The US government is not powerless to influence China's policies concerning censorship of the internet. This week, as Google has taken extraordinary steps--bordering on corporate civil disobedience--to challenge China's stranglehold on information, the Obama administration's response has been a study in timidity. In reality, however, the administration is not without options.

One option is to file a complaint with the World Trade Organization, contesting China's internet censorship as a breach of the international trade rules to which China, as a new WTO member, is subject. The argument is that China's "Great Firewall"--a system of filters and bottlenecks that effectively shutters the country within its own intranet--is an illegal restraint on international trade because it bars foreign companies from competing, via the internet, in the vast Chinese market.

§ **EXCERPTED RECORDS**
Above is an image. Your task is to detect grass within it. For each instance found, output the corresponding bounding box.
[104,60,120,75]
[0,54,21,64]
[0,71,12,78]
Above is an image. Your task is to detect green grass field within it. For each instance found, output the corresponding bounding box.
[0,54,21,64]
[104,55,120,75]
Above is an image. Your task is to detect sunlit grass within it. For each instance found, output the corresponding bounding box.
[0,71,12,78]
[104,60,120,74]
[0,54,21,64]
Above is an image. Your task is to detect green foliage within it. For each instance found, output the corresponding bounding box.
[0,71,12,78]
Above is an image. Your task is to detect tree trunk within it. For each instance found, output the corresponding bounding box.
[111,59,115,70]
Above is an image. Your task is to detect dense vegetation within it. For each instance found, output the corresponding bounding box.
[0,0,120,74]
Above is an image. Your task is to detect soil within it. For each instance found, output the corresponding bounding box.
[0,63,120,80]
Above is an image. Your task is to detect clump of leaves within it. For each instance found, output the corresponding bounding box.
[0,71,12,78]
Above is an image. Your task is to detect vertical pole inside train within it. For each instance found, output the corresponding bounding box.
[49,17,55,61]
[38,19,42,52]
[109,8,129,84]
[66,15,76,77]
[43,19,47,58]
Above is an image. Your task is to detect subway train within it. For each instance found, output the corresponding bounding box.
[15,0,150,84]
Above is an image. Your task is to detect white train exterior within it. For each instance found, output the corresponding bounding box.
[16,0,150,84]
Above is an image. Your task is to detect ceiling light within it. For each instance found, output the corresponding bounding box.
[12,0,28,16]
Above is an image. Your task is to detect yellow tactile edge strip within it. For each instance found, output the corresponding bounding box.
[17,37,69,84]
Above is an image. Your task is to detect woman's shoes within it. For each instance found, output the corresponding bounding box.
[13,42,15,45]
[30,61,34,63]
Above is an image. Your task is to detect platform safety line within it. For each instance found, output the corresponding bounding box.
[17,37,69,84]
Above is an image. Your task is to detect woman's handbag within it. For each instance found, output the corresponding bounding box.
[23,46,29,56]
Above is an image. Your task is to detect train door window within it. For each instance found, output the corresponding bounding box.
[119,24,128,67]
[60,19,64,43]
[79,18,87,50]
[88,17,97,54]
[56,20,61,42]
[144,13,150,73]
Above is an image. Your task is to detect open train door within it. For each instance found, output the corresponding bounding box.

§ **WORK TO COMPLETE**
In the passage on China's internet censorship, rewrite the section from "The US government" up to and including "not without options.", changing "timidity" to "caution".

§ **EXPECTED ANSWER**
The US government is not powerless to influence China's policies concerning censorship of the internet. This week, as Google has taken extraordinary steps--bordering on corporate civil disobedience--to challenge China's stranglehold on information, the Obama administration's response has been a study in caution. In reality, however, the administration is not without options.